_Directions for this task:_ Put every text line of the material below into a numbered list, skipping blank lines and omitting the pictures.

::: Extracted information :::

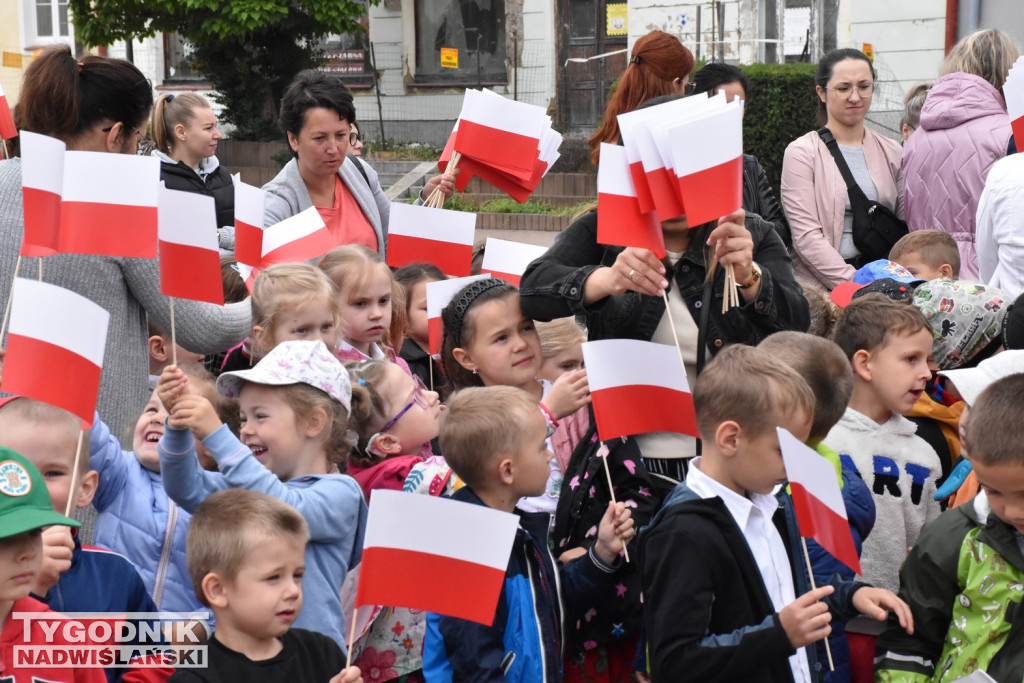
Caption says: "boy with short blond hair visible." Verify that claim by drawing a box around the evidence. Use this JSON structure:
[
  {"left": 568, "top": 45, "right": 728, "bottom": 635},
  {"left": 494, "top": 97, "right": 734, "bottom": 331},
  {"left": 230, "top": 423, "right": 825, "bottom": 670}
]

:::

_Correct result:_
1. Caption says: "boy with short blond hair visible." Verify that claim by drawing a box around the evidence. Use this JSON structure:
2. [
3.   {"left": 568, "top": 45, "right": 728, "bottom": 635},
4.   {"left": 494, "top": 97, "right": 734, "bottom": 331},
5.   {"left": 230, "top": 423, "right": 825, "bottom": 670}
6. ]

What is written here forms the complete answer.